-- Start of Excerpted text --

- Conference: Independent
- Record: 8–2
- Head coach: Bob Williams (2nd season);
- Captain: Guy Gunter
- Home stadium: College Park

= 1903 South Carolina Gamecocks football team =

American college football season

The 1903 South Carolina Gamecocks football team represented South Carolina College—now known as the University of South Carolina—as an independent during the 1903 college football season. Led by Bob Williams in his second and final season as head coach, South Carolina compiled a record of 8–2.

This was South Carolina's first eight-win season, and would be its last until 1979.

-- End of Excerpted text --
-- Start of Data extract --

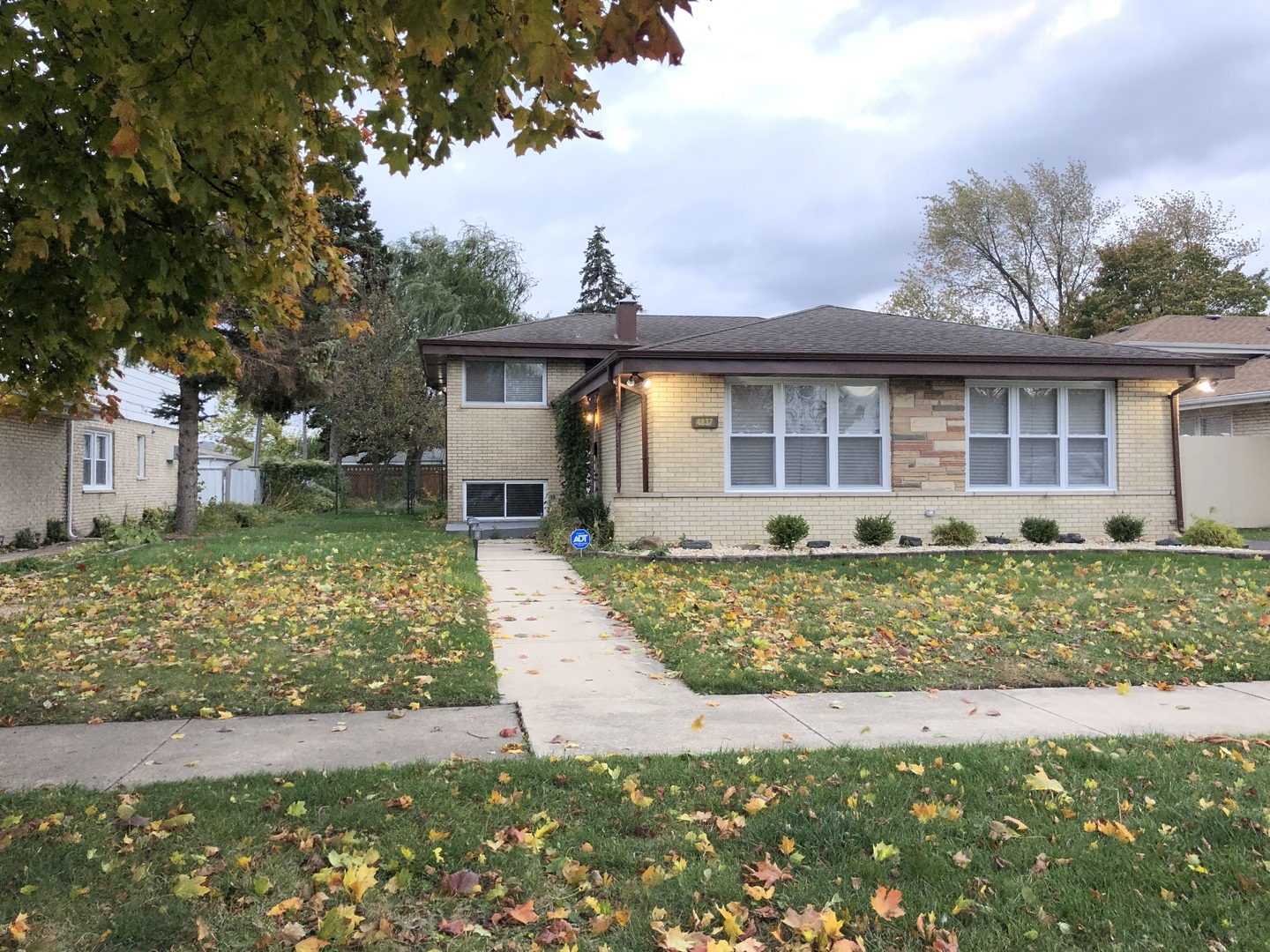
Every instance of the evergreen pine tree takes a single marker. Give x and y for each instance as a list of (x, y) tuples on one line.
[(602, 287)]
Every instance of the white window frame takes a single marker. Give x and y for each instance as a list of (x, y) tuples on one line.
[(1064, 387), (505, 484), (831, 383), (93, 485), (504, 403)]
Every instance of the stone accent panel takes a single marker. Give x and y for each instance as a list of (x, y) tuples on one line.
[(927, 435)]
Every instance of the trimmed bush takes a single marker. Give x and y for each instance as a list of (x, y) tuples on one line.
[(1123, 527), (1211, 532), (1042, 531), (875, 530), (954, 532), (787, 531)]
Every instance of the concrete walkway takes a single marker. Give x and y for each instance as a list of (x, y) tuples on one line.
[(582, 684)]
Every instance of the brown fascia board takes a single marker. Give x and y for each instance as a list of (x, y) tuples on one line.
[(900, 367)]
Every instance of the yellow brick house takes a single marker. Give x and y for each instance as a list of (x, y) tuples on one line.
[(706, 427)]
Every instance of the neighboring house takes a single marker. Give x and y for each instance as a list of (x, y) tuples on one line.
[(1223, 478), (77, 469), (707, 427), (1237, 406)]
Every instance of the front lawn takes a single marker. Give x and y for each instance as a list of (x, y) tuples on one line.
[(946, 621), (317, 614), (1129, 843)]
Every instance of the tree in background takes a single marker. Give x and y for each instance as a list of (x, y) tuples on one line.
[(150, 153), (602, 287), (433, 286), (1147, 277), (1006, 253)]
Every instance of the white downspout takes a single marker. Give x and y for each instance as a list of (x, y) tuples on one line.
[(70, 479)]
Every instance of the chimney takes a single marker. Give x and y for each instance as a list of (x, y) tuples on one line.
[(626, 322)]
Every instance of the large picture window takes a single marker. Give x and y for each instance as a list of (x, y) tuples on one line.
[(1042, 435), (502, 383), (504, 501), (805, 435)]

-- End of Data extract --

- [Written exercise]:
In the text about the 1903 South Carolina Gamecocks football team, list every label in the summary at the top that is followed by a colon.

- [Solution]:
Conference
Record
Head coach
Captain
Home stadium